→ **Required task**
Rescale the listing from its start through the line containing "402 82 435 184", and reproduce only those lines, requests included, with each bounding-box coordinate multiplied by 2.35 and rounded to a whole number, halves rounded up. Leave all numbers in the requests and their format samples unchanged.
◇ ◇ ◇ ◇ ◇
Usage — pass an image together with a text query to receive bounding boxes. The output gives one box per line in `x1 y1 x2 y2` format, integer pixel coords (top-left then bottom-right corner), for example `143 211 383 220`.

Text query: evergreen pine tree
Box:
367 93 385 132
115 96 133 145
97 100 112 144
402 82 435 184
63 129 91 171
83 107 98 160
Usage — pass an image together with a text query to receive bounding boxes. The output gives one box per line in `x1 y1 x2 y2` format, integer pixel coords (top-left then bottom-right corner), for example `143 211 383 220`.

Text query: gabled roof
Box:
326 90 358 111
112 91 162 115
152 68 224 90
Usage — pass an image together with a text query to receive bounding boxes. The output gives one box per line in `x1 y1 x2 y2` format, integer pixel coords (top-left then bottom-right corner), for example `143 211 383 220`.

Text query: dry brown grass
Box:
◇ ◇ ◇ ◇ ◇
→ **Expected answer**
Usage — pass an image together with a text query to receive bounding boxes. The output gives one box per line in `x1 y1 x2 y2` format, integer pixel coords (top-left then bottom-right corner), for example `143 211 383 220`.

Text query: evergreen pine tree
Box:
862 219 905 310
270 226 313 341
228 235 263 338
945 193 1022 432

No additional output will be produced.